Material provided:
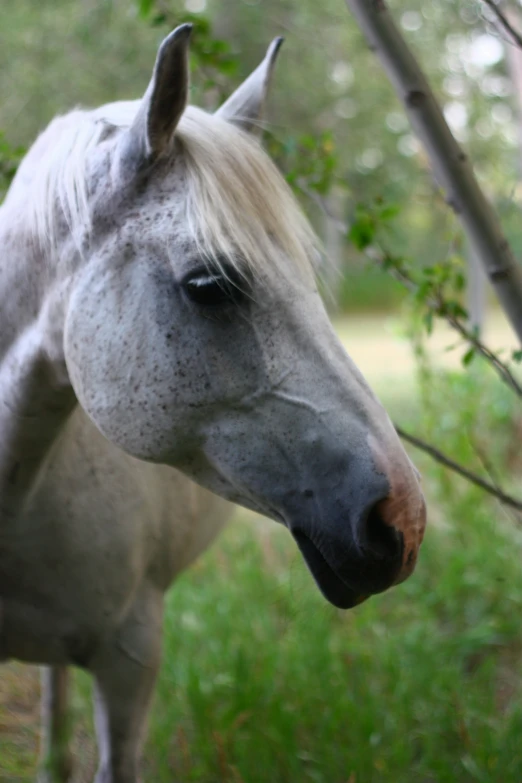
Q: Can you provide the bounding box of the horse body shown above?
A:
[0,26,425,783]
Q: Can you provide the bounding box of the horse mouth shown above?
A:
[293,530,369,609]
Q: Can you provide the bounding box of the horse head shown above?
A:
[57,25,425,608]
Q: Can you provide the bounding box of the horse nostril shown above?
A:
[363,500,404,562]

* * *

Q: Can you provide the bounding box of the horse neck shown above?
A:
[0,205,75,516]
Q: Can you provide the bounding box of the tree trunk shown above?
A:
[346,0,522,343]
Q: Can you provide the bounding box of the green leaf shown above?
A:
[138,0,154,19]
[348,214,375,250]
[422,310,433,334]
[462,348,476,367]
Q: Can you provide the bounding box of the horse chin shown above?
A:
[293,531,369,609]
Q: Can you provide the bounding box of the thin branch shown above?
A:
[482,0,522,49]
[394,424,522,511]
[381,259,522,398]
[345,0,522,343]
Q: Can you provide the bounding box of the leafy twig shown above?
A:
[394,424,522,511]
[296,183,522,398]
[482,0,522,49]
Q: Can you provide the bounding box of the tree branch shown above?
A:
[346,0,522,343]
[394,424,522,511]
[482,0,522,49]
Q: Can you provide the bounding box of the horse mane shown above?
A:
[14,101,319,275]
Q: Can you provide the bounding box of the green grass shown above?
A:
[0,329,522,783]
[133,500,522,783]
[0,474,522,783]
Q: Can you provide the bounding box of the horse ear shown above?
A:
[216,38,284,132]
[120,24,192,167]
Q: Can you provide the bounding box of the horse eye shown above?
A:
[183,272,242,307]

What to produce: Rewrite the entries from the line containing "Q: Can you provide the bounding box of the horse body" through the line containing "[57,25,425,608]", replacing "horse" with "pony" and keeping everything else the same.

Solution:
Q: Can you provide the bounding box of the pony body shown above?
A:
[0,26,425,783]
Q: Can you provide the bounding box of the pony mouth shown above?
A:
[293,530,369,609]
Q: Can you provide the bounding box of the pony head shown above?
A:
[57,25,425,608]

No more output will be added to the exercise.